TEXT -
I set up a kafka system with a producer and a consumer, streaming as messages the lines of a json file.
Using pyspark, I need to analyze the data for the different streaming windows. To do so, I need to have a look at the data as they are streamed by pyspark... How can I do it?
To run the code I used Yannael's Docker container. Here is my python code:
# Add dependencies and load modules
import os
os.environ['PYSPARK_SUBMIT_ARGS'] = '--conf spark.ui.port=4040 --packages org.apache.spark:spark-streaming-kafka-0-8_2.11:2.0.0,com.datastax.spark:spark-cassandra-connector_2.11:2.0.0-M3 pyspark-shell'
from kafka import KafkaConsumer
from random import randint
from time import sleep
# Load modules and start SparkContext
from pyspark import SparkContext, SparkConf
from pyspark.sql import SQLContext, Row
conf = SparkConf() \
.setAppName("Streaming test") \
.setMaster("local[2]") \
.set("spark.cassandra.connection.host", "127.0.0.1")
try:
sc.stop()
except:
pass
sc = SparkContext(conf=conf)
sqlContext=SQLContext(sc)
from pyspark.streaming import StreamingContext
from pyspark.streaming.kafka import KafkaUtils
# Create streaming task
ssc = StreamingContext(sc, 0.60)
kafkaStream = KafkaUtils.createStream(ssc, "127.0.0.1:2181", "spark-streaming-consumer", {'test': 1})
ssc.start()
DStream.pprint?

WRITTEN EXERCISE 1 -
In the Kafka streaming post, what application name does the code pass to setAppName?
WRITTEN EXERCISE 2 -
Copy everything in the Kafka streaming post from "from pyspark.streaming import" down to "DStream.pprint?".

Location annotation dataset excerpts -
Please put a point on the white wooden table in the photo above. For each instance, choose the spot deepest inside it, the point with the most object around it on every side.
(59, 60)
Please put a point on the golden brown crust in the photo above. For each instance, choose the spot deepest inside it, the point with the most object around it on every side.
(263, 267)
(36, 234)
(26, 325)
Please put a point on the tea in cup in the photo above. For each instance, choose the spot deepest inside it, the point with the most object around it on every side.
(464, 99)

WRITTEN REPLY 1 -
"Streaming test"

WRITTEN REPLY 2 -
from pyspark.streaming import StreamingContext
from pyspark.streaming.kafka import KafkaUtils
# Create streaming task
ssc = StreamingContext(sc, 0.60)
kafkaStream = KafkaUtils.createStream(ssc, "127.0.0.1:2181", "spark-streaming-consumer", {'test': 1})
ssc.start()
DStream.pprint?